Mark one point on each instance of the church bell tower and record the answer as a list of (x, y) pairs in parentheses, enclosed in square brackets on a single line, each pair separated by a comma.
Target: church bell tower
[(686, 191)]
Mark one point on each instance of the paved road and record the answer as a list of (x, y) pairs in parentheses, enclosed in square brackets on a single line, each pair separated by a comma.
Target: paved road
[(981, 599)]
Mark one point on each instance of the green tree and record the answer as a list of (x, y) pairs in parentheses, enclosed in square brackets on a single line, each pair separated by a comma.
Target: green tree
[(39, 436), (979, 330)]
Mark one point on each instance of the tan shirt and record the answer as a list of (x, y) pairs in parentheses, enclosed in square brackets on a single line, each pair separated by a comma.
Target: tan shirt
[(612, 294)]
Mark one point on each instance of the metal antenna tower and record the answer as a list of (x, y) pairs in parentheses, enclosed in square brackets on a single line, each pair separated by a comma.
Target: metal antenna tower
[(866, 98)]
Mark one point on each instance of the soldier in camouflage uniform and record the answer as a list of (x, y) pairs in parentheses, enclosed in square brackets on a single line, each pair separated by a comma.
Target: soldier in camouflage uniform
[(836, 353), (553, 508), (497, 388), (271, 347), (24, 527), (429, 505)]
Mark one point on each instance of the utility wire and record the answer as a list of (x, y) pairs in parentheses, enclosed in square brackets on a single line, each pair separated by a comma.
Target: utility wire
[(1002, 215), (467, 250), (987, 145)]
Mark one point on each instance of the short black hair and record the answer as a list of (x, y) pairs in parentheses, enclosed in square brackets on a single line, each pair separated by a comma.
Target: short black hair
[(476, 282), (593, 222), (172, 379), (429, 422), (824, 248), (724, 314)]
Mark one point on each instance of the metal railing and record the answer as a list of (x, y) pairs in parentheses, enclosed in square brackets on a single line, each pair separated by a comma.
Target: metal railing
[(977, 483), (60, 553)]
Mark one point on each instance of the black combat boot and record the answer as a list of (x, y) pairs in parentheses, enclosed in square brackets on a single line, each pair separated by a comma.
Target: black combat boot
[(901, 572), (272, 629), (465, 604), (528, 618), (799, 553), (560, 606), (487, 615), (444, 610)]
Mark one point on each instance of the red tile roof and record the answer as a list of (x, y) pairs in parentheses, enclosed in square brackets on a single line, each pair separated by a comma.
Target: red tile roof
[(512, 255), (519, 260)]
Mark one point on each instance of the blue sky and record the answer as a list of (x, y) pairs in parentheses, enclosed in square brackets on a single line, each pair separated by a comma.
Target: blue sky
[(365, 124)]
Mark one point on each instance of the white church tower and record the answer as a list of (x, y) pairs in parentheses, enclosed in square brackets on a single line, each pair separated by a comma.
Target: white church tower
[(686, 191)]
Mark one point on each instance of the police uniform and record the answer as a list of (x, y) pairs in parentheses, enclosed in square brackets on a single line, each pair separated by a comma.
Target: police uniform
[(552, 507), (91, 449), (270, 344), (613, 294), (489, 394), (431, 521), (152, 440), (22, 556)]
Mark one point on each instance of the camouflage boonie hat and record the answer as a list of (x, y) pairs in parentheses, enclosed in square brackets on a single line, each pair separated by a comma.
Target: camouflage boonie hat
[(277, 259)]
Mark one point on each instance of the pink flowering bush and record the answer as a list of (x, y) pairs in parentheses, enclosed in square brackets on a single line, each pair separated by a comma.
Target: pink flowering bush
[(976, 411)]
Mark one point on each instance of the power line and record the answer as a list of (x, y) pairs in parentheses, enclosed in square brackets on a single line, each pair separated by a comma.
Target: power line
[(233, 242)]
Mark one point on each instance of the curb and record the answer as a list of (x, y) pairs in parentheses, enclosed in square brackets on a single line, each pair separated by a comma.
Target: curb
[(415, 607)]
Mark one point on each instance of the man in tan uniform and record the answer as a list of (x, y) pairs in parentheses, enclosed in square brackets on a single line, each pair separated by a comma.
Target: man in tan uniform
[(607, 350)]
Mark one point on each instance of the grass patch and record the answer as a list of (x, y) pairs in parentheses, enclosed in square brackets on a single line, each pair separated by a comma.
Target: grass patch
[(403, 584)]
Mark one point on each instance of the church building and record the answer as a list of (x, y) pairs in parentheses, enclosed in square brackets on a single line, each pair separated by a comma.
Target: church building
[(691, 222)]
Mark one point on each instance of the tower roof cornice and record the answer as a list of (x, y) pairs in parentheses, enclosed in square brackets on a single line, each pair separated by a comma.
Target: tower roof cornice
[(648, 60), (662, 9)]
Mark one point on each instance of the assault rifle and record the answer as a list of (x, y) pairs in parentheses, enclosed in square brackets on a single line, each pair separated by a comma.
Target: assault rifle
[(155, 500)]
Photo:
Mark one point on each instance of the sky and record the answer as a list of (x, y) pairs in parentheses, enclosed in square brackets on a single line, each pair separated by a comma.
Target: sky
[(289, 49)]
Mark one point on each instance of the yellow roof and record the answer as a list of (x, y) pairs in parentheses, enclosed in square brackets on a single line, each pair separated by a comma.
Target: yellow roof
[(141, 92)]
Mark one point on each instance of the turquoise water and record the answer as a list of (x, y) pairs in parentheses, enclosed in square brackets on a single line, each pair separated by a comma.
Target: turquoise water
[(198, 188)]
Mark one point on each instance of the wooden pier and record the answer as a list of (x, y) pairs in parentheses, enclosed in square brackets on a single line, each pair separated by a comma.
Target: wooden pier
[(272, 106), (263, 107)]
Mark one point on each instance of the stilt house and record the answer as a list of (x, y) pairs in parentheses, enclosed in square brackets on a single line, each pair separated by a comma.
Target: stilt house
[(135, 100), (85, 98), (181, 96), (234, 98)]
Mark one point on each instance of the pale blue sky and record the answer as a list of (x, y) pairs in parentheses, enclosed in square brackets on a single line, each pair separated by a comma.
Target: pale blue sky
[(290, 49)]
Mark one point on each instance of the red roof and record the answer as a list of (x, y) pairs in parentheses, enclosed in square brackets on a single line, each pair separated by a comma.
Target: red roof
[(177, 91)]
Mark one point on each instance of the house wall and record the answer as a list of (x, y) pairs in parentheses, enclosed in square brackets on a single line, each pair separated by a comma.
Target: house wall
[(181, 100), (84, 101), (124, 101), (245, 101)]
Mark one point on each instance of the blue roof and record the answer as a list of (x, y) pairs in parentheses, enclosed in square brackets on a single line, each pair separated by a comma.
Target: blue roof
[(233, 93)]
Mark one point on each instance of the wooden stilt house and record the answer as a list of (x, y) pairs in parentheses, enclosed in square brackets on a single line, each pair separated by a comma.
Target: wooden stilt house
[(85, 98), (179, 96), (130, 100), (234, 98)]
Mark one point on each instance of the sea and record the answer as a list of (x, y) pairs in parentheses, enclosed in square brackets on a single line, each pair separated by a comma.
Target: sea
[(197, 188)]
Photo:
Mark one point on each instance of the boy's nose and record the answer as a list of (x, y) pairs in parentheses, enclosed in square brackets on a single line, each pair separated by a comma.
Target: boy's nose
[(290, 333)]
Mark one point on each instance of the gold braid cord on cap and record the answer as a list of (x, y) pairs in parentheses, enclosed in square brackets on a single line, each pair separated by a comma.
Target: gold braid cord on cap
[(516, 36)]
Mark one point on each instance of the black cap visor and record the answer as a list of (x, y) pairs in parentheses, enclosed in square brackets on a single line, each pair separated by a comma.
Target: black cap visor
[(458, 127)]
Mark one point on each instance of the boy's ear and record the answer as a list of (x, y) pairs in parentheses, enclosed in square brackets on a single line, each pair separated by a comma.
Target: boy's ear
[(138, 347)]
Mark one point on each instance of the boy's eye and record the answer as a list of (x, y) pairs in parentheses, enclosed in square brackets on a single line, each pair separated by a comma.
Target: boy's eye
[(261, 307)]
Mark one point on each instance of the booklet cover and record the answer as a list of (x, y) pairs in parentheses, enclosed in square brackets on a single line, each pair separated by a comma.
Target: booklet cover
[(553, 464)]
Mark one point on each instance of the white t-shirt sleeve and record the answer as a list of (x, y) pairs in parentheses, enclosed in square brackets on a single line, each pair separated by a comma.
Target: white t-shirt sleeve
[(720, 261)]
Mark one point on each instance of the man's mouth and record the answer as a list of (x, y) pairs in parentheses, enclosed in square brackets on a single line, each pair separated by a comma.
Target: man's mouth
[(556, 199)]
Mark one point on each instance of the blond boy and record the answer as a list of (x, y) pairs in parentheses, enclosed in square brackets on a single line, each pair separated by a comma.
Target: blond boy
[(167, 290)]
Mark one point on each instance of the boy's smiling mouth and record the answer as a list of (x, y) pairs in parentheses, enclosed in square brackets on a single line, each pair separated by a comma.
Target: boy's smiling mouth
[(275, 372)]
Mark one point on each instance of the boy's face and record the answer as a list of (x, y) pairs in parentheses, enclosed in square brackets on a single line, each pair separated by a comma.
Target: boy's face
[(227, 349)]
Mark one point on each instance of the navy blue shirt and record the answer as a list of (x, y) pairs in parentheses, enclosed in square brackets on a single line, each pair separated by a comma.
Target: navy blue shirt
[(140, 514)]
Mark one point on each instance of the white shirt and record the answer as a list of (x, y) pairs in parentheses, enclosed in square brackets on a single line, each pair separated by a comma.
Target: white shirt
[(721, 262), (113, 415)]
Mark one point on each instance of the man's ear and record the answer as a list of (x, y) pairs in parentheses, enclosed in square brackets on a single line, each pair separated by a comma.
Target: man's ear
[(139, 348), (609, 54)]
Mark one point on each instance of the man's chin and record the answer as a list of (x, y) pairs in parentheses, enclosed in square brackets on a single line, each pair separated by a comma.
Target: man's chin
++++++++
The exercise: Rewrite the lines of the rows from the one holding "Mark one point on each instance of the house" through the one holding "[(181, 100), (84, 101), (124, 101), (245, 101)]", inclusive, renaming "house wall" to "building facade" and leaving everything else unchanged.

Solution for this problem:
Mark one point on each instance of the building facade and record the answer as a list of (x, y) pairs in parentheses, enclosed in square brackets on a single line, each pair separated by a comma.
Target: building facade
[(181, 100), (84, 101), (124, 101), (245, 101)]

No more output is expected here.